[begin Provided information]

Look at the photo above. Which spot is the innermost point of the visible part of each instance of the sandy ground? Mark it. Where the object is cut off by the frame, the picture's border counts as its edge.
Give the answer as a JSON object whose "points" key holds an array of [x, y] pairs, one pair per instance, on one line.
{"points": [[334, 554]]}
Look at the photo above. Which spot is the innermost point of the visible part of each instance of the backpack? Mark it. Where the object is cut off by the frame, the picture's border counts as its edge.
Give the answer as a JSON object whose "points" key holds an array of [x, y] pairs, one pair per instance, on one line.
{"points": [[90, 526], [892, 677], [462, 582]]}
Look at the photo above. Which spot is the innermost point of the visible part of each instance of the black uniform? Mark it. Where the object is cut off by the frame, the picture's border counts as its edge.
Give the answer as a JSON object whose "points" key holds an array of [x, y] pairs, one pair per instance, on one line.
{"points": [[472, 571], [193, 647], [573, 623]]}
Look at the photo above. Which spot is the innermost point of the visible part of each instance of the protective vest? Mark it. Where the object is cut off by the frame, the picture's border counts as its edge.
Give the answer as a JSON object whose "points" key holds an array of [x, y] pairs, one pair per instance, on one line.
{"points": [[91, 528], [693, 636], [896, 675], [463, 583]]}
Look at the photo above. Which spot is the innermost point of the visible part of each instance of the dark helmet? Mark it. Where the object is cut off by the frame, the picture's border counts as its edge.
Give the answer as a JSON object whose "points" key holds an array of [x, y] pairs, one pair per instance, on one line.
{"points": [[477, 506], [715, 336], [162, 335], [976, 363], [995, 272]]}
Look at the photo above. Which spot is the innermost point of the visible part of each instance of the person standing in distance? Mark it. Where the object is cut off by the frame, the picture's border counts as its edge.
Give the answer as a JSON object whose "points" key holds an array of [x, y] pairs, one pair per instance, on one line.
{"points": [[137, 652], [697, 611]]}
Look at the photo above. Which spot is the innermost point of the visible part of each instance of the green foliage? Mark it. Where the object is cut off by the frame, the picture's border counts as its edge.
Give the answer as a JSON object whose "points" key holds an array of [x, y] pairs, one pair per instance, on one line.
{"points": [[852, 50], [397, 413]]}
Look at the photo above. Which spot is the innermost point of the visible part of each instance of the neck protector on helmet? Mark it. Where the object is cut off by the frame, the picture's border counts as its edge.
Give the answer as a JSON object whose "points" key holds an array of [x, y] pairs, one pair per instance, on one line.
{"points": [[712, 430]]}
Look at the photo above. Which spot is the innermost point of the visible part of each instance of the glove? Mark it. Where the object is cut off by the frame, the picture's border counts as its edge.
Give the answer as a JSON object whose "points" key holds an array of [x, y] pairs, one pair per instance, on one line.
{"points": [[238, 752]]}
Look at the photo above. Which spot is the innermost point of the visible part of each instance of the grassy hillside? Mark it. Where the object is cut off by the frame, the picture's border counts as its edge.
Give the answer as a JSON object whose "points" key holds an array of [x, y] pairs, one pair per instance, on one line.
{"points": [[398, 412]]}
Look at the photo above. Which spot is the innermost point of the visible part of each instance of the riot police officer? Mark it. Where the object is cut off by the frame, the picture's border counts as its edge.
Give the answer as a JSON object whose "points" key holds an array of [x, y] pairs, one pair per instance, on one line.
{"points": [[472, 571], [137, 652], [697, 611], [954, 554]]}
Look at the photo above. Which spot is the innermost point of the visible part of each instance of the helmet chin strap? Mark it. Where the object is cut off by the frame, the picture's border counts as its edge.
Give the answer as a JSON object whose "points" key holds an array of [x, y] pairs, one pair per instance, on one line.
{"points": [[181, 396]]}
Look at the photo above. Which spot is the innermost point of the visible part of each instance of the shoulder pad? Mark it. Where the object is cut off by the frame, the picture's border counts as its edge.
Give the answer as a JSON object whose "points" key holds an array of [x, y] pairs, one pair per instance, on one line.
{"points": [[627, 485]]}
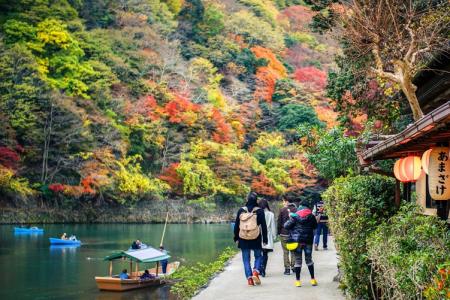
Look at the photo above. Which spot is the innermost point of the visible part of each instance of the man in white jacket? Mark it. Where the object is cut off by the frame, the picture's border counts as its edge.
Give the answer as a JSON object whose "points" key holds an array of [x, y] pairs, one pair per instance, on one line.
{"points": [[271, 233]]}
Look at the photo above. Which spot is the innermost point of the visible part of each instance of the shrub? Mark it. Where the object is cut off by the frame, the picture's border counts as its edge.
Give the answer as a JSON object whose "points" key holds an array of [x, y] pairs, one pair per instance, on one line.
{"points": [[195, 277], [405, 252], [334, 154], [355, 206]]}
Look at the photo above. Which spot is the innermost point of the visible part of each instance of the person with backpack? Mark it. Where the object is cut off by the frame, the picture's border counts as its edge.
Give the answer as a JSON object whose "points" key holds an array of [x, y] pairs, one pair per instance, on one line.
{"points": [[250, 233], [271, 233], [322, 225], [283, 216], [301, 227]]}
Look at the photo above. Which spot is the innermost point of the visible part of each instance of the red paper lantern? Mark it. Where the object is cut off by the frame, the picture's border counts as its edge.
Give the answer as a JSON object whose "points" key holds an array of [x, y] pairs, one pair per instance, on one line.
{"points": [[439, 176], [426, 160], [411, 168], [397, 172]]}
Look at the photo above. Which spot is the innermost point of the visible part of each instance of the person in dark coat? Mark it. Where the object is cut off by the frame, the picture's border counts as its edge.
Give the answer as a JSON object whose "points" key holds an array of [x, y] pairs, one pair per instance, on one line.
{"points": [[283, 216], [247, 246], [322, 226], [301, 227]]}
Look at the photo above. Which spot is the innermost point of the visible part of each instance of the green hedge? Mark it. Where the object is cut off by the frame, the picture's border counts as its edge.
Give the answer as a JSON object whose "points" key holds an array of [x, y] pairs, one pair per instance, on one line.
{"points": [[356, 206], [405, 252], [194, 278]]}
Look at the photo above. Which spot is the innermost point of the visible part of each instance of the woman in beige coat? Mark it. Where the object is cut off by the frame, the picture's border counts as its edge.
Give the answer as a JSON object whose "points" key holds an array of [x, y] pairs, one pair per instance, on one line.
{"points": [[271, 234]]}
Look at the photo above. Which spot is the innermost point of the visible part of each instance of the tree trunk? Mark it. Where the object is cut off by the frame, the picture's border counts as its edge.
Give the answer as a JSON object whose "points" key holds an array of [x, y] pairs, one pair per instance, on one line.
{"points": [[409, 89]]}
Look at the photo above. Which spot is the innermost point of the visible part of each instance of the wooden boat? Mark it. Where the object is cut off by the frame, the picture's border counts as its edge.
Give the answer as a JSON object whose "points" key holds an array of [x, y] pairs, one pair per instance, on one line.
{"points": [[28, 230], [56, 241], [141, 256]]}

[end Provided information]

◆ **Task description**
Copy out the lines of the listing above, starting at the line with "of the wooden" and continuing through the end of the listing, keeping each line unchanged.

◆ **Worked answer**
Look at the photo above. Which spot is the innermost point of the visible part of each instance of the wooden boat? Mark it. Where the object is cut off by the frame, the picture's border counts as its edge.
Give the answer as a JSON object whose "points" key holds an array of [x, y] pairs, one pair per instance, on one line.
{"points": [[28, 230], [56, 241], [141, 256]]}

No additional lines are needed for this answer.